----- Reading passage
I finally finished my Romanian tree. It took quite awhile, considering I started the course the day it came out, and this tree is on the shorter end. (I took some breaks.)

General notes:

Romanian doesn't get a lot of love or attention here in the US, possibly because it isn't considered an important language to learn, as the Romanian population and economy are relatively small, and Romania isn't a common tourist destination for us.

Further, Romanian isn't as common an ancestry in America, unlike, say Irish, Swedish, German, Italian, Greek, Polish, etc. (Other than for business reasons, Americans most often learn a language due to family heritage/cultural reasons.)

Additionally, we Americans generally have a very limited attention span when it comes to language learning in general (present company excluded), and most of that limited energy is directed at "major" languages such as Spanish, French, German, Italian, Japanese, Chinese.

So its rarity was one reason I wanted to finish the Romanian tree, but my main reason is my background in Romance languages. Italian is my main L2, but I've studied French and Spanish extensively, Portuguese a good deal, and Catalan a bit. Romanian completes my "collection" of major Romance languages, in a manner of speaking.

Thoughts on the course:

Although the tree is a bit on the short side, it seems fairly complete. I would have liked to see a "cultural" unit focusing on Romanian foods, traditions, holidays, tourist attractions, sports, literary figures, things like that. A very little bit of cultural info was scattered throughout the course, but not to the level of other language trees, such as Danish or Russian, for example.
----------
▶ Problem to work on
Can you transcribe the passage of the Romanian course review that begins at the words "So its rarity" and stops after "manner of speaking."?
----- Data excerpts
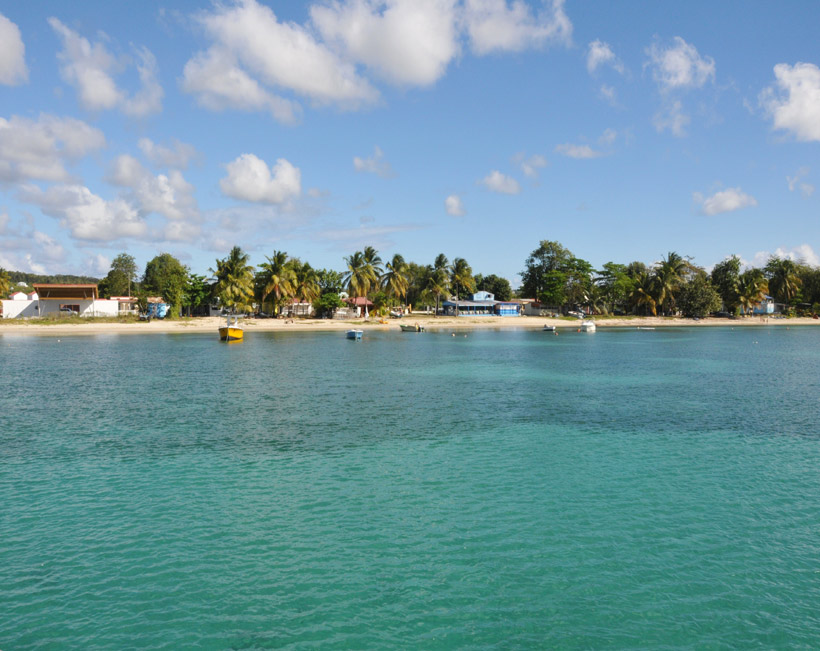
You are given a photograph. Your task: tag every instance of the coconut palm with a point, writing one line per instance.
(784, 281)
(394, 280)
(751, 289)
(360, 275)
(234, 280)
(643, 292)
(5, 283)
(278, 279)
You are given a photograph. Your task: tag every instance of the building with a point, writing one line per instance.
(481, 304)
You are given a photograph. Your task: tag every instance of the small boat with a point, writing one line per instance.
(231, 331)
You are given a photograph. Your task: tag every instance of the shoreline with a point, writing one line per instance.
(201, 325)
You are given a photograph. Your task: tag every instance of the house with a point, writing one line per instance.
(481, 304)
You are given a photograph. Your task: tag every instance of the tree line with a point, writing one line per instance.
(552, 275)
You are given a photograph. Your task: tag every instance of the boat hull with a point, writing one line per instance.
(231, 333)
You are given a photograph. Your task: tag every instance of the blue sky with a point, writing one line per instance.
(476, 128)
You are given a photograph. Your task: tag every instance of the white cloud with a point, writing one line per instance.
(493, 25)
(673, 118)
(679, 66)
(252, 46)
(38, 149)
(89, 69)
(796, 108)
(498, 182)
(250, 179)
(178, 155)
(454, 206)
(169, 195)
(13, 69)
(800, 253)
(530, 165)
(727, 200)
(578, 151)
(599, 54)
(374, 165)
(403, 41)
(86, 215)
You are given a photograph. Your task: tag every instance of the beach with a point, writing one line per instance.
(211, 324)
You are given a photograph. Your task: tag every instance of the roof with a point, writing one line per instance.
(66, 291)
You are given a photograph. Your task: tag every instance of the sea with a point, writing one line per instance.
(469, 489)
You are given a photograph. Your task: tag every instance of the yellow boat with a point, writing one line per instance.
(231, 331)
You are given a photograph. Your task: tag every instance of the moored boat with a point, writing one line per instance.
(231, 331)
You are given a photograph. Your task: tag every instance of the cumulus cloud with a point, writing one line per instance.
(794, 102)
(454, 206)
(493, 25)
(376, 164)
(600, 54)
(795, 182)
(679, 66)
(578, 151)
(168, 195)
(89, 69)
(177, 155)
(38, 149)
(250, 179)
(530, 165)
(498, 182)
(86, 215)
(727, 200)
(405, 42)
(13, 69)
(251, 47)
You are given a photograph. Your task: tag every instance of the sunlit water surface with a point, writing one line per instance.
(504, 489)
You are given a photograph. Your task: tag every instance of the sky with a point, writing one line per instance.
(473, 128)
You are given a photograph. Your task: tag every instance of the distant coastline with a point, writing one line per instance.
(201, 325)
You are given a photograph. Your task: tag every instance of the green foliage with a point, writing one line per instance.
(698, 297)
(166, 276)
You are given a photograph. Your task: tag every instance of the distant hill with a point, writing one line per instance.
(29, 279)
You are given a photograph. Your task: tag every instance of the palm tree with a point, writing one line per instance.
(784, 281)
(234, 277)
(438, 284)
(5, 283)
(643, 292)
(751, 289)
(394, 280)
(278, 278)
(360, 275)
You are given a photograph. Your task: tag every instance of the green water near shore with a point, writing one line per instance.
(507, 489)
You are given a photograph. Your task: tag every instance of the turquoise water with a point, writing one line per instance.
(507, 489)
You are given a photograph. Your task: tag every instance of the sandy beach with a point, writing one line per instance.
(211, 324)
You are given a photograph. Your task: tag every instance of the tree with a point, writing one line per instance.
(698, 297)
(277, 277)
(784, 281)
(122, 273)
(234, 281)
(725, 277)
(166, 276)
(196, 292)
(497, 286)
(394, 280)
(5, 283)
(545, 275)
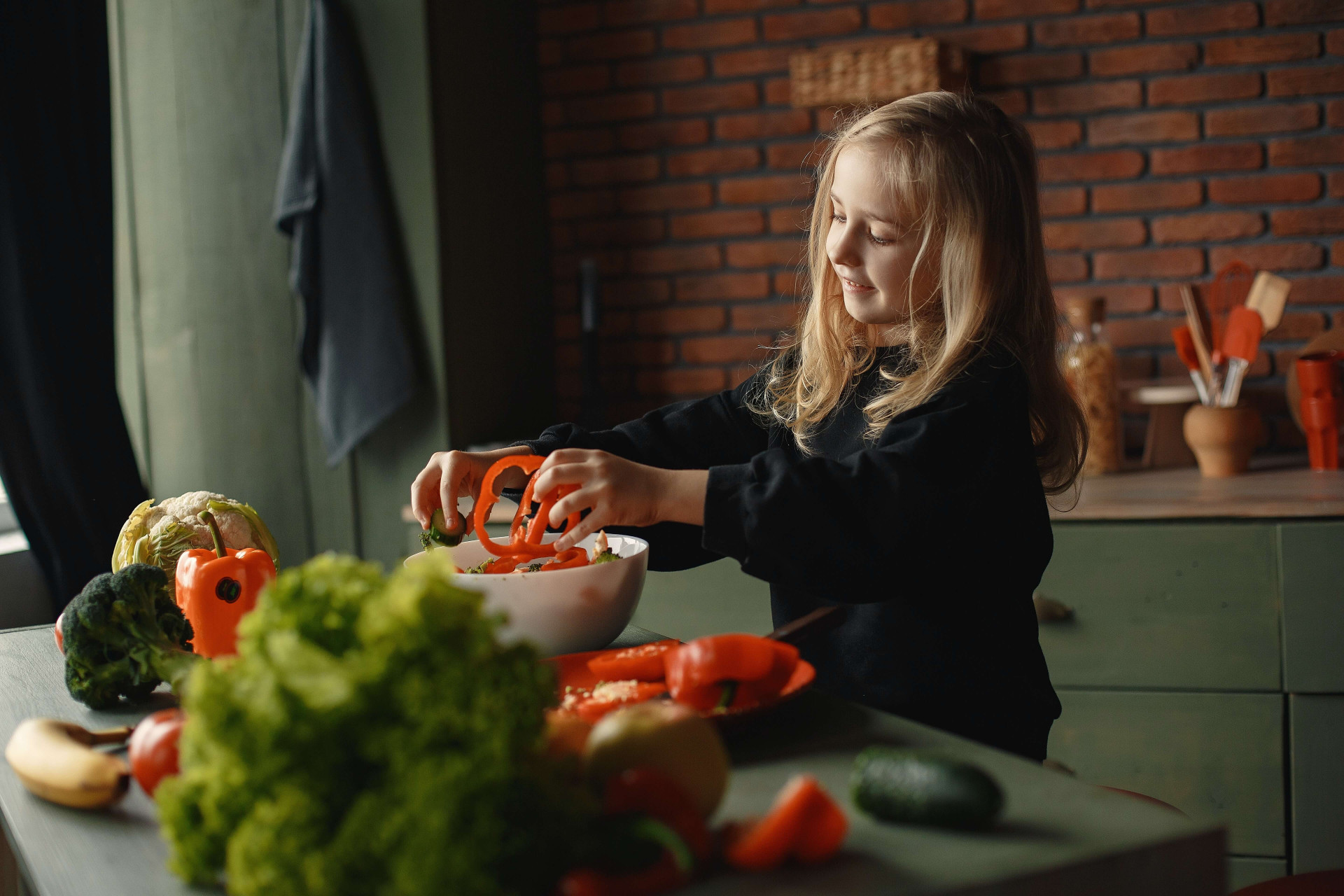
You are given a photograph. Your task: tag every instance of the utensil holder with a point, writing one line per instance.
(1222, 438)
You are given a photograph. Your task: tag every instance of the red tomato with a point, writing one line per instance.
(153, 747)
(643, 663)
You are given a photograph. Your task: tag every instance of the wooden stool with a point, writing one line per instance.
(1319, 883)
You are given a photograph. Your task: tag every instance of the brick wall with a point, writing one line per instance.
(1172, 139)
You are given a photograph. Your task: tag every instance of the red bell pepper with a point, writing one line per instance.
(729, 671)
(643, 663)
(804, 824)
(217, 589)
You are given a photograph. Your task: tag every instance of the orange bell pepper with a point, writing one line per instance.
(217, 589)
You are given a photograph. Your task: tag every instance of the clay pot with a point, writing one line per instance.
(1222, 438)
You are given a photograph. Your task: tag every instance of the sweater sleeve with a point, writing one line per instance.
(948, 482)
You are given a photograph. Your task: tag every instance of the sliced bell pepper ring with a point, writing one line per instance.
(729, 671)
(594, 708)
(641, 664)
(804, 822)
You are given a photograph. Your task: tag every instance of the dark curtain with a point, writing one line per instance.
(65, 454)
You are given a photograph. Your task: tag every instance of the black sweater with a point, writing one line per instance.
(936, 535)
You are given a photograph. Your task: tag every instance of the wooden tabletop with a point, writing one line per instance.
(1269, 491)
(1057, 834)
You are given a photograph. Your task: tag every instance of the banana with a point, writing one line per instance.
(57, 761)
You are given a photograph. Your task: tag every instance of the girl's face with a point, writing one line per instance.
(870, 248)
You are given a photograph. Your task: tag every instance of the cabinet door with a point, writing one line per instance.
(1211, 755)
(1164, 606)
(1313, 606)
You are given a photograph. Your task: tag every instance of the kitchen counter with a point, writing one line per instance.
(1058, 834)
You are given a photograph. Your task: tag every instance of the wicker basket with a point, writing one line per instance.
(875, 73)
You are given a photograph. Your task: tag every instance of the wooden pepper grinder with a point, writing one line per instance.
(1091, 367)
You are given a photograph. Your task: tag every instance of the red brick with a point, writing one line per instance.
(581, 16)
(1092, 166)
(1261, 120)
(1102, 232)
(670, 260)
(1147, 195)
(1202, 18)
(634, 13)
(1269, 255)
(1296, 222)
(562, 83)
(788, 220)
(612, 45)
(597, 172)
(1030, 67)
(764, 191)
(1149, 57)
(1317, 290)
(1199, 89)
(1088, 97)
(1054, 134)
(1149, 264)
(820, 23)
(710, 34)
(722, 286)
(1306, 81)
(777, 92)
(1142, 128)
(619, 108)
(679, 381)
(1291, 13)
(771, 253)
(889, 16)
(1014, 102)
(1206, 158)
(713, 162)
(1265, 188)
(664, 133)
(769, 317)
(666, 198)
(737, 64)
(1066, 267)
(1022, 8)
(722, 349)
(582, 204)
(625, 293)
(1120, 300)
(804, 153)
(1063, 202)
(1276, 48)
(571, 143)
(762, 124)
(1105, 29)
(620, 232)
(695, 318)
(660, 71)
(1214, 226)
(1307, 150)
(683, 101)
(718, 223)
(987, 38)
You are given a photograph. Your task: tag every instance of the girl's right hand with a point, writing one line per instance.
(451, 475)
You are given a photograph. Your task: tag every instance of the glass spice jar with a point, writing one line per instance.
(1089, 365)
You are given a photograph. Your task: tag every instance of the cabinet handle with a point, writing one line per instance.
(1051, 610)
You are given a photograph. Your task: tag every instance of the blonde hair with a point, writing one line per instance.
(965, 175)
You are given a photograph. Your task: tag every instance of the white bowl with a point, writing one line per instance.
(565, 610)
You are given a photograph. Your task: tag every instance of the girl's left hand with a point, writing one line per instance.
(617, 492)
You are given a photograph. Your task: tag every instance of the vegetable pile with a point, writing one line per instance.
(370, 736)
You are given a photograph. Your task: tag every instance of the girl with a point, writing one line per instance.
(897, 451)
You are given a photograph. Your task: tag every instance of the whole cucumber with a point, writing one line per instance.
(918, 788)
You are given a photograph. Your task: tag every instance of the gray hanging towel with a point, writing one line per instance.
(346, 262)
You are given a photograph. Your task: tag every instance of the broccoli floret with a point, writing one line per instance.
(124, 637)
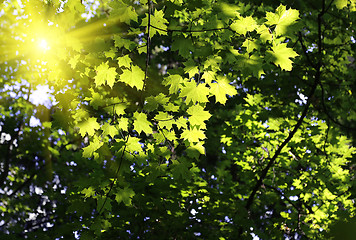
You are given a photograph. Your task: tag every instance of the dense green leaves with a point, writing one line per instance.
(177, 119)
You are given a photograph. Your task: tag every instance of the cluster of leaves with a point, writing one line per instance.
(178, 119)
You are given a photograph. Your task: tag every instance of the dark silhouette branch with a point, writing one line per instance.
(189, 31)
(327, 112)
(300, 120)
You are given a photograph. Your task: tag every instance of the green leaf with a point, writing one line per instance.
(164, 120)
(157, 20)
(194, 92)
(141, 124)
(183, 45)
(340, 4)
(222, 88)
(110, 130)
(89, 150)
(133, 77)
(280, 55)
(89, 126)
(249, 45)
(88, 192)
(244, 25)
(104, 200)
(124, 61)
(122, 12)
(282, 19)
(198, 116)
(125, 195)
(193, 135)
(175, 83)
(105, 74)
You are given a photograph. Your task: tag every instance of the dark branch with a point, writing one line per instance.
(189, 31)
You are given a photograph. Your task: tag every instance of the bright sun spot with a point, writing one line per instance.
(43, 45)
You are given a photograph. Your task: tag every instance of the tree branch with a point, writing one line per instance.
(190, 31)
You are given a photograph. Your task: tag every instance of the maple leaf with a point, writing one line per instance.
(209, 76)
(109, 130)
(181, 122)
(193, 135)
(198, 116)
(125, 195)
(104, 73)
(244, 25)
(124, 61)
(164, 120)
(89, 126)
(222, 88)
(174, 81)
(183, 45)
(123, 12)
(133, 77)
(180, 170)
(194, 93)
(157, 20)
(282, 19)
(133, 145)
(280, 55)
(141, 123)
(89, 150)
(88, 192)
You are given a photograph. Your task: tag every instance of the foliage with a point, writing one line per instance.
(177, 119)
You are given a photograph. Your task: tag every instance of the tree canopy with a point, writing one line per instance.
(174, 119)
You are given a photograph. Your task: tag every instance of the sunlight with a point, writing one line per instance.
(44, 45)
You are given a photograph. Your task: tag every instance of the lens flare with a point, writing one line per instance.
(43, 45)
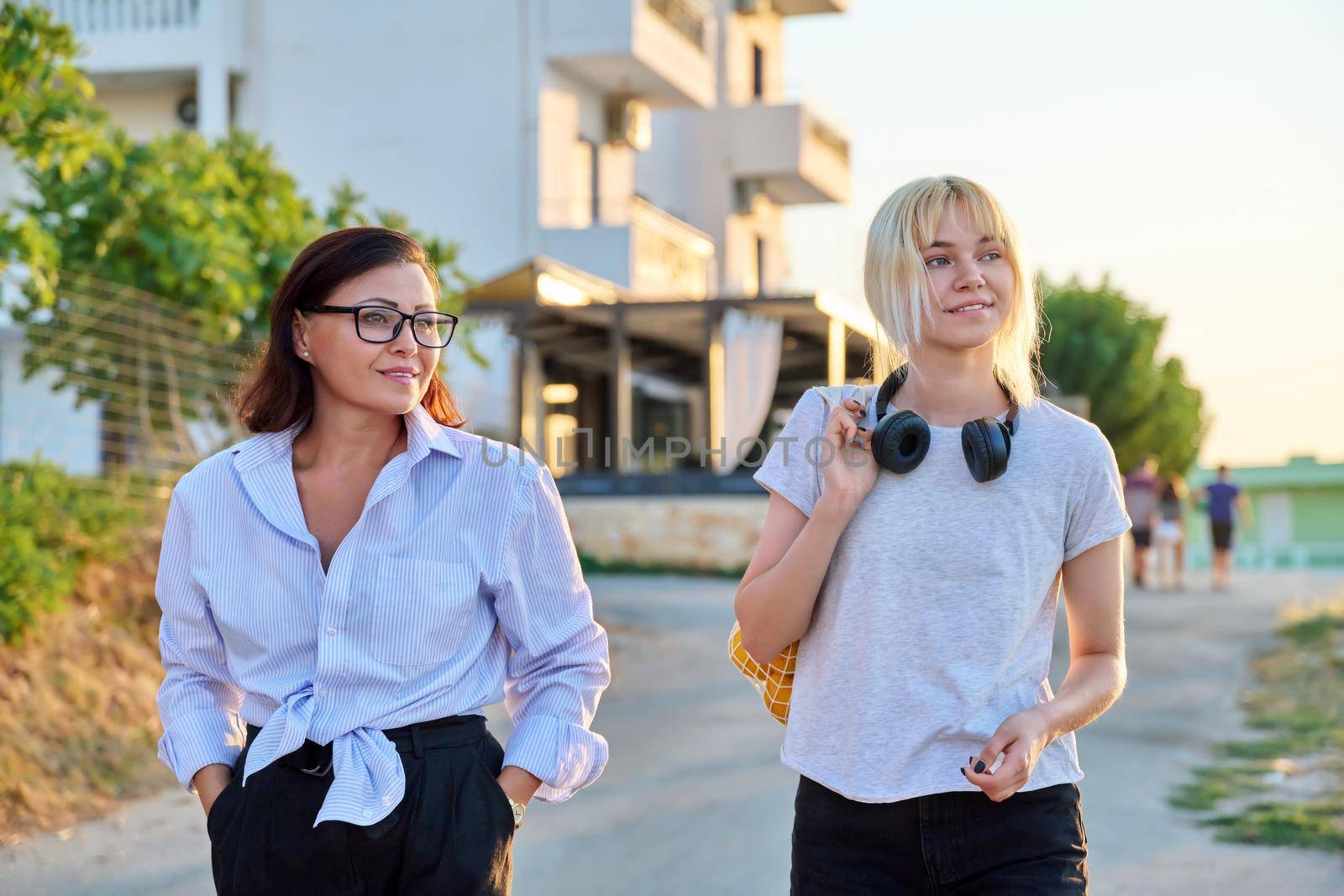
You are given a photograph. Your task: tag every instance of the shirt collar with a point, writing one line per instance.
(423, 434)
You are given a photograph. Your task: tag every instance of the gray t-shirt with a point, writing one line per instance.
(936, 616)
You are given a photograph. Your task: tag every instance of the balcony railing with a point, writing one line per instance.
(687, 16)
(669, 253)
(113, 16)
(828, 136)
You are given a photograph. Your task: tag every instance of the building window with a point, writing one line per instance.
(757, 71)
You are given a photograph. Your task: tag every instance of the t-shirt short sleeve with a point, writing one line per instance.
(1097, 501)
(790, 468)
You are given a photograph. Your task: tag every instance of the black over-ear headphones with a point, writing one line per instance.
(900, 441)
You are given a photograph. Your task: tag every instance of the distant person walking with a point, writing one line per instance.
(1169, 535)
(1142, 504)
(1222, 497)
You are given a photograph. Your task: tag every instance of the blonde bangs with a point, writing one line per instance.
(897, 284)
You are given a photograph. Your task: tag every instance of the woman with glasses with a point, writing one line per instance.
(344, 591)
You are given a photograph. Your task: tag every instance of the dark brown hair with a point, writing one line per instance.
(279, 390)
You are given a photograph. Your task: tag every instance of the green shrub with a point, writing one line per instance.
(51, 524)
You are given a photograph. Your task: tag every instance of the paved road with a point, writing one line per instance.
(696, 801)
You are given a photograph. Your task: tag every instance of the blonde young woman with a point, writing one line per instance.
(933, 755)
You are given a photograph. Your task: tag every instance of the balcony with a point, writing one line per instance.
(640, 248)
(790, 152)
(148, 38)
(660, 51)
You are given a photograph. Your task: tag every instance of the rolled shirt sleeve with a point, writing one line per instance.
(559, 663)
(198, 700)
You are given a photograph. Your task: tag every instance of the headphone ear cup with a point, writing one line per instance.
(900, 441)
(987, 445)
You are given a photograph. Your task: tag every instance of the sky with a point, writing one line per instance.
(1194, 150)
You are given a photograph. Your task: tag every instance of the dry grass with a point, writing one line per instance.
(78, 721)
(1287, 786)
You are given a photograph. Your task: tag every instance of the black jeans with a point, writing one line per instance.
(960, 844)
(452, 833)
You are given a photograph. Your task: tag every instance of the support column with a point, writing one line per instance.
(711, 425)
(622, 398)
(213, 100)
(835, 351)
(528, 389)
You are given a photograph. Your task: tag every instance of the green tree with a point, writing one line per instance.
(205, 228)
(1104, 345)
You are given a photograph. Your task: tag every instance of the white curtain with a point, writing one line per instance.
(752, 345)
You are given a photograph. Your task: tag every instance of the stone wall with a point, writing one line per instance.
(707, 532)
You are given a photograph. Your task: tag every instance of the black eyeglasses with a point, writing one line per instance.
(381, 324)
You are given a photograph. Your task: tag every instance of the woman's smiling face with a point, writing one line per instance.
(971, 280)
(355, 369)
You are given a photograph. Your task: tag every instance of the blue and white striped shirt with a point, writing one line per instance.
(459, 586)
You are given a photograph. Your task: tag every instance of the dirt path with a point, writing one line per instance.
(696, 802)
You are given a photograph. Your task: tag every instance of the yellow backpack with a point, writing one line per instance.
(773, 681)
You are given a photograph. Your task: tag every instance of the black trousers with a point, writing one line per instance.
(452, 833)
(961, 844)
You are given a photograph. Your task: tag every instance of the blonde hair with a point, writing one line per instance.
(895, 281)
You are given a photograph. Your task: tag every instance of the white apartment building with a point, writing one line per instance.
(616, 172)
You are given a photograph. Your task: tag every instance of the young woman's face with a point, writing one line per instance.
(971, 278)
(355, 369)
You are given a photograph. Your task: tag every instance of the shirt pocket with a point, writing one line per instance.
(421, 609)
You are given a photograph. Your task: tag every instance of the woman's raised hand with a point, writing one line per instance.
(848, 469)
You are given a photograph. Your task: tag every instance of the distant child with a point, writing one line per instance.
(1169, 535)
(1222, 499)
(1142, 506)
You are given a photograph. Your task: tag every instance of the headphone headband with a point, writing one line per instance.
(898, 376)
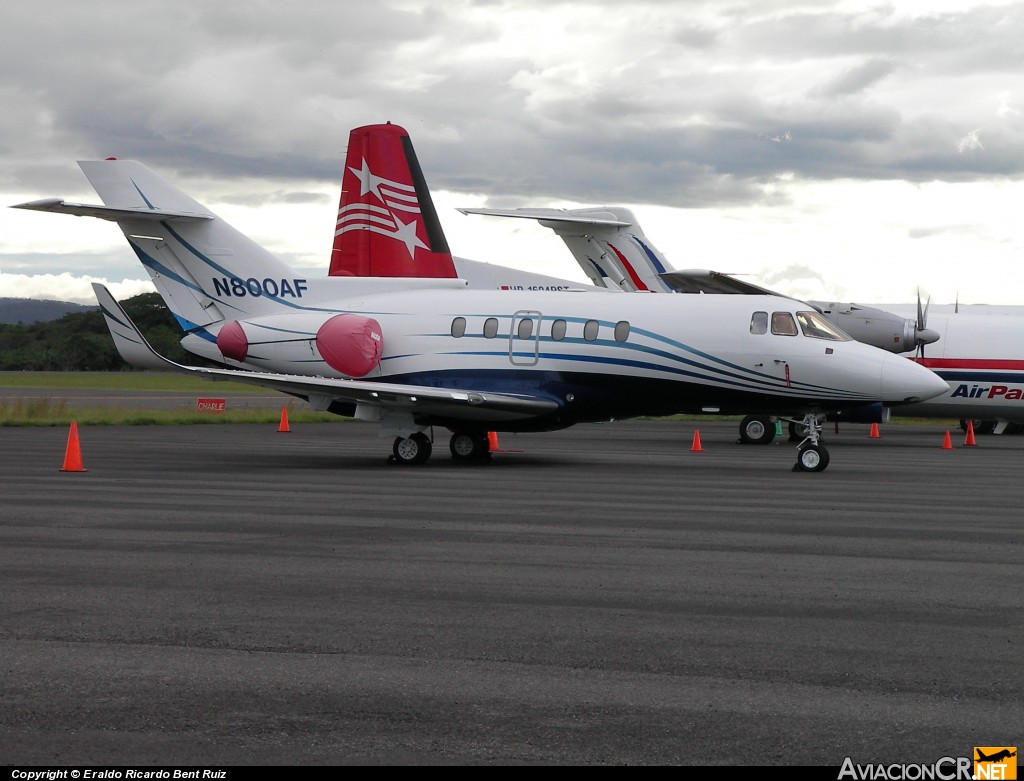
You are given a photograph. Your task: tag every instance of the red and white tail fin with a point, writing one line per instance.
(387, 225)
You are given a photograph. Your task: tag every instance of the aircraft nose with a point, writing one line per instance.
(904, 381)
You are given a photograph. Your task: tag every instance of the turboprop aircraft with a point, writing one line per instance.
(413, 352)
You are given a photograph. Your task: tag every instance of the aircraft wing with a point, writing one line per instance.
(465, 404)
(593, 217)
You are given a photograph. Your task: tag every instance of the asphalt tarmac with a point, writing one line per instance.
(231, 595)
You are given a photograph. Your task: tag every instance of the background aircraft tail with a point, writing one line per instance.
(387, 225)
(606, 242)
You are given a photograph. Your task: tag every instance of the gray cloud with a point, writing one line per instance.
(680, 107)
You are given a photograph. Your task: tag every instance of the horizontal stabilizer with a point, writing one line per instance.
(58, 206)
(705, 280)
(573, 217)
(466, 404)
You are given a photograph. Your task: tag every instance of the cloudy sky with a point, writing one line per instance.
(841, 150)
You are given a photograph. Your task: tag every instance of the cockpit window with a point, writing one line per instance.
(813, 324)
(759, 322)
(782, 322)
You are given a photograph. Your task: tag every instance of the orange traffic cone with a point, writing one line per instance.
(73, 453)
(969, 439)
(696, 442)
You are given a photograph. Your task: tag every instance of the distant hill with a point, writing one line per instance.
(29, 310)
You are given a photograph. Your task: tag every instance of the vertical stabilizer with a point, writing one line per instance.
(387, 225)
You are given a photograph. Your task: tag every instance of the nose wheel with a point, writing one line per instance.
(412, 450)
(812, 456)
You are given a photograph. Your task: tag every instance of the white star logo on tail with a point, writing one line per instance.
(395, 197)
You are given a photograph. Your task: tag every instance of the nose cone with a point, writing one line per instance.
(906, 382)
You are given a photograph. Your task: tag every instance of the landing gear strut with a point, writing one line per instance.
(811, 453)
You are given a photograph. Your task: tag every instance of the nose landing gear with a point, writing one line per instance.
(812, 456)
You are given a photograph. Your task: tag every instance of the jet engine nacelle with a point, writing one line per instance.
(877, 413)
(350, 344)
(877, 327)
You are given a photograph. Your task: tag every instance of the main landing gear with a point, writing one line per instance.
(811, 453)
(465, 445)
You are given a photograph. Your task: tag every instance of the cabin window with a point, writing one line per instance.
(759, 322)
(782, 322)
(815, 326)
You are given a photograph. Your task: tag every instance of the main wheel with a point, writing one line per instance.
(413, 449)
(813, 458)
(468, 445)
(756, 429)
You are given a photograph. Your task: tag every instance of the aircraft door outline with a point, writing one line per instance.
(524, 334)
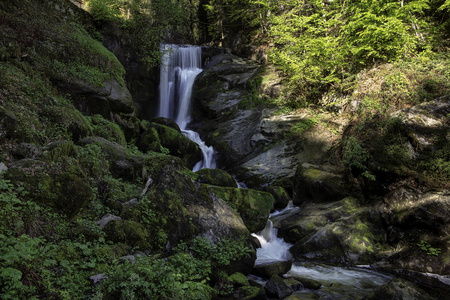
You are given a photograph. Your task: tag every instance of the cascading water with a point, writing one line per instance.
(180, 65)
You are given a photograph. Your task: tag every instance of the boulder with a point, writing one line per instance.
----------
▶ Solution for this task
So its rarity was one reason I wanted to finish the Romanian tree, but my main reason is my background in Romance languages. Italian is my main L2, but I've studied French and Spanish extensively, Portuguese a good deal, and Catalan a bit. Romanian completes my "collection" of major Romance languages, in a manner of speaking.